■ THE PROBLEM ■
In the passage on test specifications, what was the early name for what is now called psychometric norm-referenced measurement?

-- Start PAGE EXCERPT --

A test specification is not a new concept. Probably derived from the industrial concept of a "specification" for a factory product or engineering objective, the earliest mention we have located in educational and psychological assessment was by Ruch (1929; Gopalan and Davidson 2000). Ruch noted that the term was "adopted," presumably from another source, such as industry. The meaning of the term was then as it is now: to provide an efficient generative blueprint by which many similar instances of the same assessment task can be generated.

    Ruch acknowledged that specifications could greatly assist in the creation of what was called "objective" testing. An objective test avoids the putative subjectivity of expert-rated tasks. Each task is scorable against an answer key; the multiple-choice item type is the most familiar version of objective testing, and true-false and matching items are also considered objective. In order to achieve consistent objective testing, it is necessary to control the production of large amounts of similar items. Hence, test specifications become crucial.

    Objective testing was the early name for what we would today call psychometric norm-referenced measurement (NRM). The goal of such testing is to control the distribution of examinee results on the total score. Well-constructed objective norm-referenced tests (NRTS) consistently and accurately yield examinee distributions in a familiar bell-curve shape. The meaning of the result then becomes the position of a particular student on that curve: What percentage of the student's score is below that particular student's result? Technology has evolved to ensure this distributional shape, and a vast number of large-scale modern tests have resulted.

    For the past four decades, an alternative paradigm has existed, and our own exposure to test specifications came from our training within this paradigm. Criterion-referenced measurement (CRM) has been a topic of debate and research in educational measurement. Discussions of this topic have occurred under various labels: criterion-referenced measurement, domain-referenced measurement, mastery testing, and minimum competency testing.

-- End PAGE EXCERPT --
-- Start SOURCE MATERIAL --

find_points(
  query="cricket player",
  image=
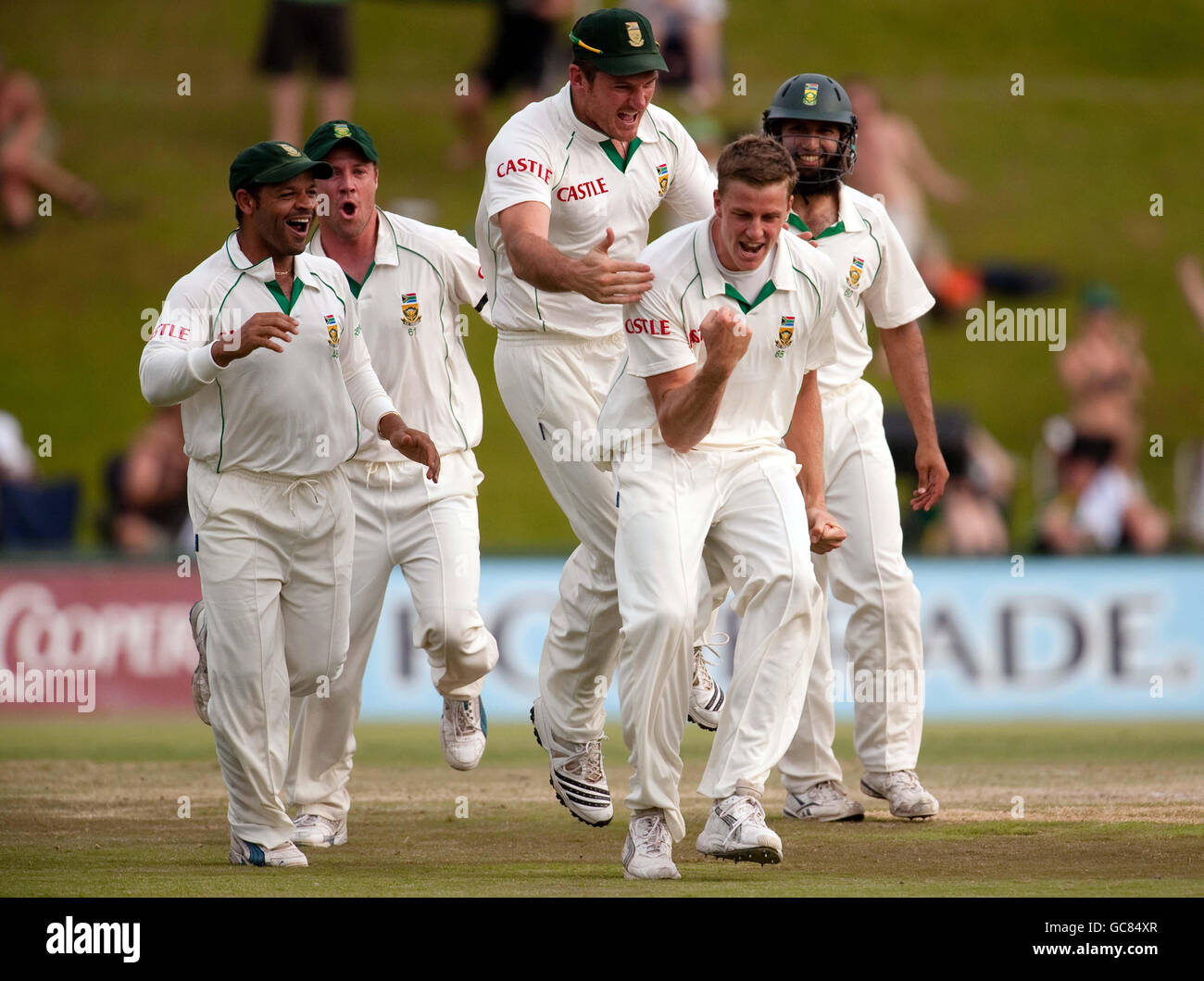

-- End SOURCE MATERIAL --

■ WRITTEN REPLY ■
Objective testing.